Dataset items
>>

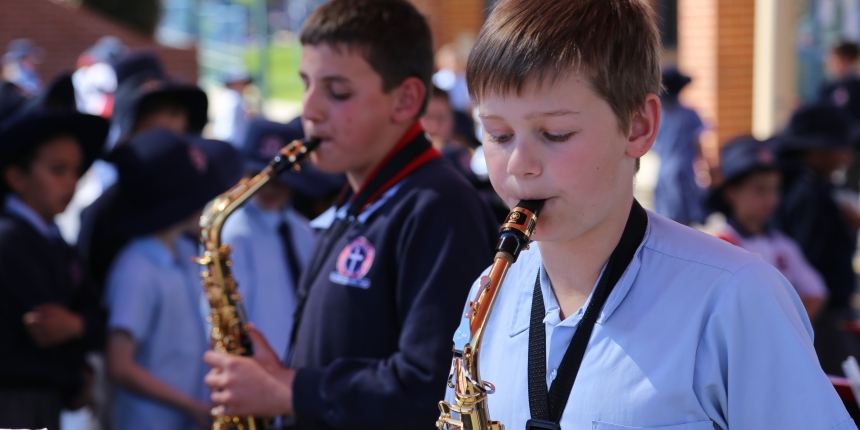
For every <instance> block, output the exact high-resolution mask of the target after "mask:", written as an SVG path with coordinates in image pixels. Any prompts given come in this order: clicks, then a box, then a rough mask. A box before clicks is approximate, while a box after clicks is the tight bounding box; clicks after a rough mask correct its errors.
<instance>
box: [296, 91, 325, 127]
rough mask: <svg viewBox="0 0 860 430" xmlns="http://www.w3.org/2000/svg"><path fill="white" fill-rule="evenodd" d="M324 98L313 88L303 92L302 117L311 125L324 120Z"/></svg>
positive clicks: (324, 119)
mask: <svg viewBox="0 0 860 430" xmlns="http://www.w3.org/2000/svg"><path fill="white" fill-rule="evenodd" d="M325 112H326V109H325V98H324V97H323V95H322V94H320V93H319V91H317V90H316V89H315V88H314V87H310V88H308V89H307V90H306V91H305V95H304V97H303V98H302V117H303V118H304V119H305V120H307V121H310V122H312V123H320V122H323V121H324V120H325Z"/></svg>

<<

## Task objective
Lines holding the word "rough" should be copied from the entries above.

## Finished task
For every <instance> block, output the exact high-resolution mask of the target after "mask:", written as an SVG path with coordinates in image pixels. Any prompts given come in this order: clicks, then a box, then a rough mask. A box before clicks is approximate, while a box after clicks is the tight bounding box; clicks after a rough mask correct its errors.
rough mask: <svg viewBox="0 0 860 430" xmlns="http://www.w3.org/2000/svg"><path fill="white" fill-rule="evenodd" d="M324 98L313 88L303 92L302 117L311 125L324 120Z"/></svg>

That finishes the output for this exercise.